Task – In the records below, how many lines contain the word "unit"? Reply with the number only.

Records for processing –
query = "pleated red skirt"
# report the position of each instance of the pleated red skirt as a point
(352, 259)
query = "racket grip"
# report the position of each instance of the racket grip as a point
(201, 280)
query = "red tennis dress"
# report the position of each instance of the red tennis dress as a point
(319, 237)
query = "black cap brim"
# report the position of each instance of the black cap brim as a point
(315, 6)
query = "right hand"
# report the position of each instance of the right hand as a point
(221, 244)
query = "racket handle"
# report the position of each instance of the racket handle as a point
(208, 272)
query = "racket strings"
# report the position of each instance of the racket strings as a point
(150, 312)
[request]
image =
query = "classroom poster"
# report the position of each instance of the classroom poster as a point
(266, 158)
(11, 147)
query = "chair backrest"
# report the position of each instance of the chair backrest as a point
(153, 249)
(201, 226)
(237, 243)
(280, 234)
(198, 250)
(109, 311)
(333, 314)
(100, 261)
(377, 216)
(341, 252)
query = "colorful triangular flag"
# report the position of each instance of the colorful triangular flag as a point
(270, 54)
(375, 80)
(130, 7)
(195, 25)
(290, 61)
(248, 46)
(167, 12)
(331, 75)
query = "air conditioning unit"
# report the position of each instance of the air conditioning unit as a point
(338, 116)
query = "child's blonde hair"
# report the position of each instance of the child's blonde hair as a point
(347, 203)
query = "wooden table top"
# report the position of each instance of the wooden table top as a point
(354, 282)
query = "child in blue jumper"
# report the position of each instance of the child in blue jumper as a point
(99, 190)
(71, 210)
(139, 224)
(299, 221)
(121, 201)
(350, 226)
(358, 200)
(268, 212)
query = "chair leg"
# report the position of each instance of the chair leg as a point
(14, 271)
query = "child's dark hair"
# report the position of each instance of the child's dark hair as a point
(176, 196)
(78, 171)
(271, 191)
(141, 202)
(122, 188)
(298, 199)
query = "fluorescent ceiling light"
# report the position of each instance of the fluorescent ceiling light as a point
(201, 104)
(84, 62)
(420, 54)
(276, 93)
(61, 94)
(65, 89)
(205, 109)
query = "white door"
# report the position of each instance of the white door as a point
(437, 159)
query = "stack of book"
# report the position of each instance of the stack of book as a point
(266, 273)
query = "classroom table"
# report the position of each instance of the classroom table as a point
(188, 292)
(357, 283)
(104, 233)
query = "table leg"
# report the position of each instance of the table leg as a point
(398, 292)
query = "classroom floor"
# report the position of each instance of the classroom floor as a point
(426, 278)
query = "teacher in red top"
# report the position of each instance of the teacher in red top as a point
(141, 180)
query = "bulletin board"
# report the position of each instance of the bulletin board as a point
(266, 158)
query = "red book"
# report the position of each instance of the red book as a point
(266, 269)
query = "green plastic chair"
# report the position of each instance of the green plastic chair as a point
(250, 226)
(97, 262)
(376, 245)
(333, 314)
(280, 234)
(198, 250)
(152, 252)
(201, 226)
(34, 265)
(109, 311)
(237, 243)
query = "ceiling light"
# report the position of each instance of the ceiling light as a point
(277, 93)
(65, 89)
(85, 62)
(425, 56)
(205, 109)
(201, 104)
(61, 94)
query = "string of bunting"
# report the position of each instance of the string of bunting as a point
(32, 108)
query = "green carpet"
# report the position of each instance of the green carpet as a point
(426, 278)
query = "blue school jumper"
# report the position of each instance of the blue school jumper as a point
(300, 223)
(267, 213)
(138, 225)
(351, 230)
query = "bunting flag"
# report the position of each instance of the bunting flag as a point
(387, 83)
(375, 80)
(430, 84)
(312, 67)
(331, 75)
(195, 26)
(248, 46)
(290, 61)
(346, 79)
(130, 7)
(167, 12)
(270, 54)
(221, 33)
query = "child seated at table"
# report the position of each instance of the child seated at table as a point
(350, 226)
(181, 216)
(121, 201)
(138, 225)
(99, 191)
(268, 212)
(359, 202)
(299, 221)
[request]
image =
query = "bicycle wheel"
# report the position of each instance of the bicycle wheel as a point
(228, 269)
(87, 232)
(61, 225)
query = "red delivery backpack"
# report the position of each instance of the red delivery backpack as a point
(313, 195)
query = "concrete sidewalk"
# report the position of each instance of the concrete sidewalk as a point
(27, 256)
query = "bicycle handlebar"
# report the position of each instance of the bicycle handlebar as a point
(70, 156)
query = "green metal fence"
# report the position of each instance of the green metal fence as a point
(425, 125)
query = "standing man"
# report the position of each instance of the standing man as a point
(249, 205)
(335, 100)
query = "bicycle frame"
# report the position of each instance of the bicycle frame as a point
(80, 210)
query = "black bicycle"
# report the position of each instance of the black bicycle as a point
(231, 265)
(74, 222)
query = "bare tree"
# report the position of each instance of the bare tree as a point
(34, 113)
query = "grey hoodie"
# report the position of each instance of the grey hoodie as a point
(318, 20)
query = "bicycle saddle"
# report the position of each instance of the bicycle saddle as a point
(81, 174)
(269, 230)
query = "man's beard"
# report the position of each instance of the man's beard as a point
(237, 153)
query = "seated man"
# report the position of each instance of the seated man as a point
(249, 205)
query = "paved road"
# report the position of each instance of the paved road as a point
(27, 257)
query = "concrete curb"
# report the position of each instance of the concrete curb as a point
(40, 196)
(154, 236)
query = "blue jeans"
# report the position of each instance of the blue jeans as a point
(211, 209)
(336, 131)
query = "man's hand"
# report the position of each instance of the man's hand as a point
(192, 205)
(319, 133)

Solution for this problem – 2